◆ **Work instructions**: In the records that follow, report each line that contains the string "image".

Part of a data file
## BEGIN

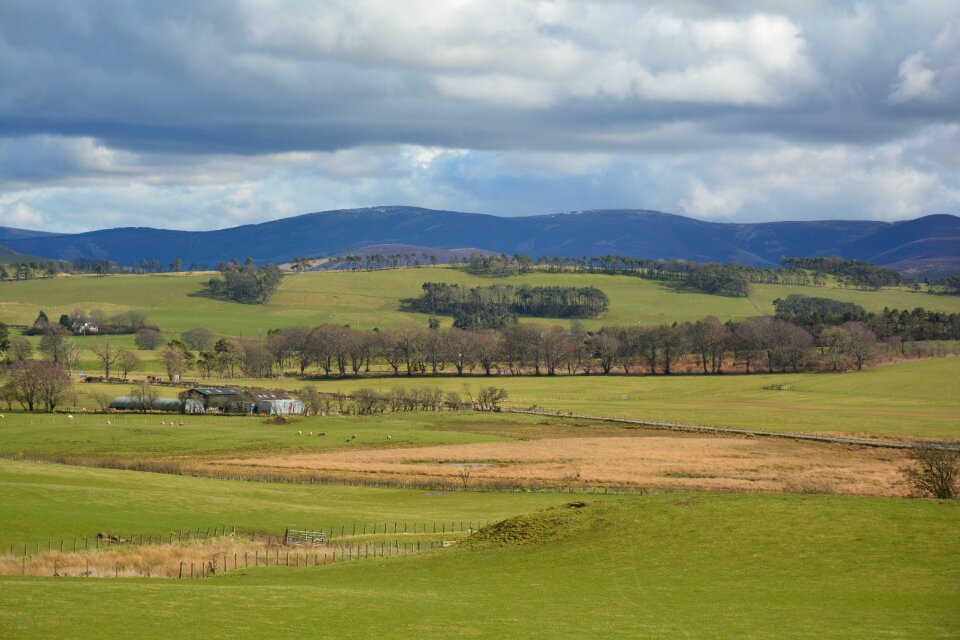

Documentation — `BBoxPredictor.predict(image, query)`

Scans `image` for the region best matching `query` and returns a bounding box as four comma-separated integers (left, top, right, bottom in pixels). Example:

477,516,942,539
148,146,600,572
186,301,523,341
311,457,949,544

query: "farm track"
502,408,960,450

## END

◆ **Reply**:
Documentation — `BBoxPredictor.predict(image, query)`
Scans `image` for the region best matching `query` and returns a bounding box as four comma-separated integers (left, top, right, bottom in pixels). Example:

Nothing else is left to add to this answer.